> WHAT THE EXERCISE ASKS
Write out the records again from the line containing "of the amber" through the end of the records, requests included, and adjust every coordinate in the answers by adding -73 to it.

> DATA ENTRIES
## Start

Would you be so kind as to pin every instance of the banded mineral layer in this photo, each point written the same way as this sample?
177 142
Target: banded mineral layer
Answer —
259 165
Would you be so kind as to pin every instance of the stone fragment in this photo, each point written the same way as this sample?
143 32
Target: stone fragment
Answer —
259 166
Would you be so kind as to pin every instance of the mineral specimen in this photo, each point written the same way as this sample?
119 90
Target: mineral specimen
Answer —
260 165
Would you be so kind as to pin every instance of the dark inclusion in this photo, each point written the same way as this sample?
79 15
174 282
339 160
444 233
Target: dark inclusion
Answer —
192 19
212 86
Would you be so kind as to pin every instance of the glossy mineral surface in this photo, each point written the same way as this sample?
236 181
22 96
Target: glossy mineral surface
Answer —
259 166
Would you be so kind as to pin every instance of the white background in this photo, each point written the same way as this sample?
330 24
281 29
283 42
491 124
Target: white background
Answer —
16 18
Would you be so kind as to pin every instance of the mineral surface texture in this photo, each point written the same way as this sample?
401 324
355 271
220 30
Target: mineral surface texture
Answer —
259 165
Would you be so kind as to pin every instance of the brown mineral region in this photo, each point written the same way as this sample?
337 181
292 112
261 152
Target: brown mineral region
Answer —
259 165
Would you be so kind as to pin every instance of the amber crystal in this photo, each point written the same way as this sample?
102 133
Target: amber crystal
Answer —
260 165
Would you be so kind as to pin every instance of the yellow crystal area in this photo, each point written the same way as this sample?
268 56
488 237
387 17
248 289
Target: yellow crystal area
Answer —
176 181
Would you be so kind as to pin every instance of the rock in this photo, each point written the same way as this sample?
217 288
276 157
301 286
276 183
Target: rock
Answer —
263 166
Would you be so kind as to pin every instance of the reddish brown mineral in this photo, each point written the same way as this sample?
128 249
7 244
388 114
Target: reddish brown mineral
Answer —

## End

> RESULT BELOW
Would you be so kind as to pin every instance of the amber crystal in this photo, each point written the same way as this sample?
102 133
Target: amber crystal
Answer —
187 92
Would you be so kind as to pin every instance of the yellow crystal area in this photo, each point written the same way as this sample?
268 56
488 237
387 17
248 289
Target: yellow crystal area
Answer —
103 108
Would you be so kind as to pin every instance of the rock in this photo, each point written the same way as this sample?
217 288
276 157
301 286
276 183
Target: rock
Answer —
190 93
Would you be so kind as to pin every instance of the reddish brown mineral in this photo, each point written the same way as this sample?
128 249
7 244
388 114
Target: reddish brown mineral
Answer —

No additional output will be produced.